_SOURCE PASSAGE_

/---

- Poster
- Directed by: Manivannan
- Written by: Manivannan
- Produced by: M. Rajarathinam
- Starring: Sarathkumar; Nizhalgal Ravi; Raja; Monisha;
- Cinematography: S. Sankar
- Edited by: P. Venkateswara Rao
- Music by: Deva
- Production company: Gi. Di. En. Art Films
- Release date: 18 September 1993;
- Running time: 140 minutes
- Country: India
- Language: Tamil

= Moondravadhu Kann =

Moonravathu Kann is a 1993 Indian Tamil-language thriller film written and directed by Manivannan. The story is inspired by Alfred Hitchcock's Rear Window. The film stars R. Sarathkumar, Nizhalgal Ravi, Raja and Monisha, while Mansoor Ali Khan, Vinu Chakravarthy, Srividya, Yuvasri, and Ganeshkar play supporting roles. It had music by Deva, cinematography by S. Sankar, and editing by P. Venkateswara Rao. The film was released on 18 September 1993, and became a success.

== Plot ==
It is night time, and a young girl (Priya) gets a phone call from her lover, Sundar. She tries to escape from her bungalow, but is stopped by her father. Her parents, who disapprove of her love affair, lock her up in her bedroom, and make arrangements to get her married to a groom of their choice. That night, from her bedroom, Priya witnesses the murder of Shanthi by her husband Sabapathy in the opposite building. She takes photos of the murder, and Sabapathy notices this. Sabapathy sets up his wife's death is of natural causes, but his brother-in-law Gopi does not believe him based on prior information. Gopi files a complaint with the police.

Sabapathy starts to pressure Priya to give him the negative. Priya tried to convey this information to Sundar through an audio cassette, but fails. Priya tells her maid Sornakili about the murder, gives her the negatives, and asks her to develop and print the photos. Sabapathy follows Sornakili who gives the negative to a photo studio. Sabapathy tries to threaten/pay off Sornakili and later the photo studio owner. Neither agree and Sabapathy kills both.

Inspector Sarath investigates these two murders, and he finds out that Sabapathy is connected to the killings. Meanwhie, Priya cuts herself with a knife, forcing her parents to admit her to a hospital. She escapes from the hospital but Sabapathy chases her. After a long chase, when Sabapathy is about to kill Priya, Sarath appears and shoots Sabapathy dead.

== Soundtrack ==
The soundtrack was composed by Deva, with lyrics written by Kalidasan.

Track listing
| No. | Title | Singer(s) | Length |
|---|---|---|---|
| 1. | "Malayalam Malayalam" | Malaysia Vasudevan, Sunanda | 3:44 |
| 2. | "Suluru Santhaiyile" | Malaysia Vasudevan, Malgudi Subha | 4:01 |
| Total length: |  |  | 7:45 |

== Reception ==
The film was reviewed by K. Vijiyan of New Straits Times in October 1993.

\---

_WORK ITEM A_
In two sentences, summarize the Moondravadhu Kann article.
_WORK ITEM B_
Decide whether each statement agrees with the Moondravadhu Kann article, answering yes or no and quoting the deciding words: (i) The film runs 140 minutes. (ii) Sornakili and the photo studio owner both refuse Sabapathy. (iii) Deva wrote the lyrics for the soundtrack.
_WORK ITEM C_
Set down the Moondravadhu Kann article word for word, taking everything from "Inspector Sarath investigates" down to "in October 1993.".
The records that follow have no connection to the Moondravadhu Kann article.

_AVAILABLE DATA_
/---

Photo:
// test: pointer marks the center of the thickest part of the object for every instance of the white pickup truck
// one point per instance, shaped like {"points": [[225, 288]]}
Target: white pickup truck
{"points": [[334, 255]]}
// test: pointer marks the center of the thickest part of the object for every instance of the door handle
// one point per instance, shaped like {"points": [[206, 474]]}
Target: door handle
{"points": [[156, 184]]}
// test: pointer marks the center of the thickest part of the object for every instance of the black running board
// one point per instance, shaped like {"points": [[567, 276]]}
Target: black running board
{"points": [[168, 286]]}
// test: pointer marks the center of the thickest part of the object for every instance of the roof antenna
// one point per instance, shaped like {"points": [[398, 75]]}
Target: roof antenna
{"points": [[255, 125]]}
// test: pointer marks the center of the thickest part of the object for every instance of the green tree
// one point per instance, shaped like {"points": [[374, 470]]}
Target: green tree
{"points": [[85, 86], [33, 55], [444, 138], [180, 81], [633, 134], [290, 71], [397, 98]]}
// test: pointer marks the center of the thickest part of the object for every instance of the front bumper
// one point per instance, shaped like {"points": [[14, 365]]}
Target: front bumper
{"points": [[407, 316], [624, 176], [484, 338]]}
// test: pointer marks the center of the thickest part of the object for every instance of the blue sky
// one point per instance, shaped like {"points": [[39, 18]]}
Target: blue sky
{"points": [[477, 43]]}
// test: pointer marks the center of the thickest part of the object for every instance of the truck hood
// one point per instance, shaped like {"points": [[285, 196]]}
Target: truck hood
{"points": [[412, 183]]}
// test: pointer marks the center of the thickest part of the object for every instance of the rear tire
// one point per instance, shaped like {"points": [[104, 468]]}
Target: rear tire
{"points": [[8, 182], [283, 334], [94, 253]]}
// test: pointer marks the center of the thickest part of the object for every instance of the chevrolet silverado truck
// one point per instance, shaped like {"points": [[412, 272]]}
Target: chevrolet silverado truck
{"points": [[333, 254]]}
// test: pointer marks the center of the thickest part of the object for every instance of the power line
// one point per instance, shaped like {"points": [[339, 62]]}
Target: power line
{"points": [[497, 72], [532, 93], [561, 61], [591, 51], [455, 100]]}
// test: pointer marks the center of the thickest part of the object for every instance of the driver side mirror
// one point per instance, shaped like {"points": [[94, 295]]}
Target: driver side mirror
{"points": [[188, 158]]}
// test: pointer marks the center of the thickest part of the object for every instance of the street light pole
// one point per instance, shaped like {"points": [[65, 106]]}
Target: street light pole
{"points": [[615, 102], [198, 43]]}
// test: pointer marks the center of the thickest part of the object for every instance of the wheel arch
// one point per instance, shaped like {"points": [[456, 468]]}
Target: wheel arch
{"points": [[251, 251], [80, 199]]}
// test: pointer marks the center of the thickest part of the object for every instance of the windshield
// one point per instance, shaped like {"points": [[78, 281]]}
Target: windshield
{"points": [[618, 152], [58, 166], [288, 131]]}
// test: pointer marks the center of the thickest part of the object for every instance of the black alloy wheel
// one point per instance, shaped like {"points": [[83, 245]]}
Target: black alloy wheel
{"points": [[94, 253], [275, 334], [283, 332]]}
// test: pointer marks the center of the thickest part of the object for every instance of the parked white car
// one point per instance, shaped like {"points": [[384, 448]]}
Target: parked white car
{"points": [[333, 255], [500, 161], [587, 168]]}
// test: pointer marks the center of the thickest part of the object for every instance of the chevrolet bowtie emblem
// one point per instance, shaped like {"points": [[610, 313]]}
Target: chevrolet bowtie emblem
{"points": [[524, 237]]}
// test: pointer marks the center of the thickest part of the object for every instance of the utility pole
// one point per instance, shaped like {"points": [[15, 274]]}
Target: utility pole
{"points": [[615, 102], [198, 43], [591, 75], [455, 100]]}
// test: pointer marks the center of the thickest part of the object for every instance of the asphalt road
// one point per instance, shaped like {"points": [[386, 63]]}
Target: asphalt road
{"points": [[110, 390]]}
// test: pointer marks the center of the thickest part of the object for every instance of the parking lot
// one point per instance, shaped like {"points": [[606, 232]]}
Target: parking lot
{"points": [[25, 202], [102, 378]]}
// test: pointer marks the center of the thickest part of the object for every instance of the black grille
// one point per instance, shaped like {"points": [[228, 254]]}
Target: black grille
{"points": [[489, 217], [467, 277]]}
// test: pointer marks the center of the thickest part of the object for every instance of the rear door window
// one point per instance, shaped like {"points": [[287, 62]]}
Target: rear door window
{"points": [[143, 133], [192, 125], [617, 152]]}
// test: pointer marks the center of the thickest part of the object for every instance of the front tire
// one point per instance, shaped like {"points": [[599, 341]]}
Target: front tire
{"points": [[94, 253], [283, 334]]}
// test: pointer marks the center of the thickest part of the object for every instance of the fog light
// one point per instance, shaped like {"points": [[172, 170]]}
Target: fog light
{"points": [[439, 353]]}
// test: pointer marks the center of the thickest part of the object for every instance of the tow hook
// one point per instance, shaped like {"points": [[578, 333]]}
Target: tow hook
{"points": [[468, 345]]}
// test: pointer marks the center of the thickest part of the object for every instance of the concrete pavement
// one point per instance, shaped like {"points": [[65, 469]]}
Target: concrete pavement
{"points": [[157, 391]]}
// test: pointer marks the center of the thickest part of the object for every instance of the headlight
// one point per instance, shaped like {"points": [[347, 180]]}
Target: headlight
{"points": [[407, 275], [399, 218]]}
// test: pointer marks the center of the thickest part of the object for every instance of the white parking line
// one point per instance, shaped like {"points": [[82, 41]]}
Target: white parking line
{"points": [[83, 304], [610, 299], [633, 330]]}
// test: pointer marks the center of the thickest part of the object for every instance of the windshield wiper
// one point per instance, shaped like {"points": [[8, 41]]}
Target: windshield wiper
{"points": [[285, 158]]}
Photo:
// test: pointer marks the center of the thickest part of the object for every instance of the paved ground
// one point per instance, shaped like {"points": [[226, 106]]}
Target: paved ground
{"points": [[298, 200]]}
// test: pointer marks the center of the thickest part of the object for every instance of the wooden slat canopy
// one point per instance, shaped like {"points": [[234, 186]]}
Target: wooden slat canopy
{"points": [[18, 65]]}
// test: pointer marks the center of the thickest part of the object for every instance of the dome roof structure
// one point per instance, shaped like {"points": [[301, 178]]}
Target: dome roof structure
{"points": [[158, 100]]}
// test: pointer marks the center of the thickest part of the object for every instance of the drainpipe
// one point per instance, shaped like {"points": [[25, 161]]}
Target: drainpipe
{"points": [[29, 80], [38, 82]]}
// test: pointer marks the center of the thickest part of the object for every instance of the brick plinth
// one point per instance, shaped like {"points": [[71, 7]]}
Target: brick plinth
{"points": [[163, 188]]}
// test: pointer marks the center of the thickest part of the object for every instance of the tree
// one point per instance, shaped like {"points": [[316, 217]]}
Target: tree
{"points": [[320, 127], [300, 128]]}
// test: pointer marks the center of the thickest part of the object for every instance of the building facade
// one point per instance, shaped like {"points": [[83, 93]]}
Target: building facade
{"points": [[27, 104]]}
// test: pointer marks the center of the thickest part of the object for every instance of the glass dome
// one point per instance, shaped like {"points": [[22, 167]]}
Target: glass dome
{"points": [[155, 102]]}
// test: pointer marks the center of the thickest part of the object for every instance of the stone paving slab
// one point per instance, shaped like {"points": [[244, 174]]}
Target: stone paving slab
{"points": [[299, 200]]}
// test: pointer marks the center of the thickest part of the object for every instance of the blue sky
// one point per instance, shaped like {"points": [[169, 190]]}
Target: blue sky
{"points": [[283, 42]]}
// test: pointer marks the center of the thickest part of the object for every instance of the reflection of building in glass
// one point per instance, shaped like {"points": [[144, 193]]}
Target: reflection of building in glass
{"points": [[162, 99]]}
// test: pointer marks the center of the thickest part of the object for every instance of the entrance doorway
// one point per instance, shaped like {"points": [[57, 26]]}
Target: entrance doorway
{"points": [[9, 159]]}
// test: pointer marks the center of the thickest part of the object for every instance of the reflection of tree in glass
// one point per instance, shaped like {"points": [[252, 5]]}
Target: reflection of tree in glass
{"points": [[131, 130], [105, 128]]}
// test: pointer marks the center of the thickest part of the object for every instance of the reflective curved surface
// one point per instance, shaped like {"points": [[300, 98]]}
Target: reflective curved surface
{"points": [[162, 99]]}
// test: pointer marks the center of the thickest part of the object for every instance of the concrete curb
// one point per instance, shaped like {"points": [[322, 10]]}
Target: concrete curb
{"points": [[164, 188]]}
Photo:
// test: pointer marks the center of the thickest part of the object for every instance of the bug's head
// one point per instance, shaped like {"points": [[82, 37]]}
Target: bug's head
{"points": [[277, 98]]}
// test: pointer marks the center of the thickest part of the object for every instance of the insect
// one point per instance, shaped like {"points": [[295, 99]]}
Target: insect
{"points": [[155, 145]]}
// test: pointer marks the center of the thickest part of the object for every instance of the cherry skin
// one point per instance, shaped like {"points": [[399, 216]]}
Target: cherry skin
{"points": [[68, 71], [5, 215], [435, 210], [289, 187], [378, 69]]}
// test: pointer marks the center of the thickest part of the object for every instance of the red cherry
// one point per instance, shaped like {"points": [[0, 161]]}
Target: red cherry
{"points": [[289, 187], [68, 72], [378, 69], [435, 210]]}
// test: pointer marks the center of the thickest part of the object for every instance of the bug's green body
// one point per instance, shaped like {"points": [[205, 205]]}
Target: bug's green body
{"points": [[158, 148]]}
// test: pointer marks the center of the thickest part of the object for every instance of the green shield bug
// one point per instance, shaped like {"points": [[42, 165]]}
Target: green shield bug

\---

_RESPONSE BOX A_
Moonravathu Kann is a 1993 Indian Tamil-language thriller film written and directed by Manivannan, inspired by Alfred Hitchcock's Rear Window and starring R. Sarathkumar, Nizhalgal Ravi, Raja and Monisha. In the story, a young girl named Priya, locked in her bedroom by her parents, photographs Sabapathy murdering his wife in the opposite building, and after he kills two more people while trying to get the negative, Inspector Sarath shoots him dead as he is about to kill Priya.

_RESPONSE BOX B_
(i) Yes: "Running time: 140 minutes"
(ii) Yes: "Neither agree and Sabapathy kills both."
(iii) No: "The soundtrack was composed by Deva, with lyrics written by Kalidasan."

_RESPONSE BOX C_
Inspector Sarath investigates these two murders, and he finds out that Sabapathy is connected to the killings. Meanwhie, Priya cuts herself with a knife, forcing her parents to admit her to a hospital. She escapes from the hospital but Sabapathy chases her. After a long chase, when Sabapathy is about to kill Priya, Sarath appears and shoots Sabapathy dead.

== Soundtrack ==
The soundtrack was composed by Deva, with lyrics written by Kalidasan.

Track listing
| No. | Title | Singer(s) | Length |
|---|---|---|---|
| 1. | "Malayalam Malayalam" | Malaysia Vasudevan, Sunanda | 3:44 |
| 2. | "Suluru Santhaiyile" | Malaysia Vasudevan, Malgudi Subha | 4:01 |
| Total length: |  |  | 7:45 |

== Reception ==
The film was reviewed by K. Vijiyan of New Straits Times in October 1993.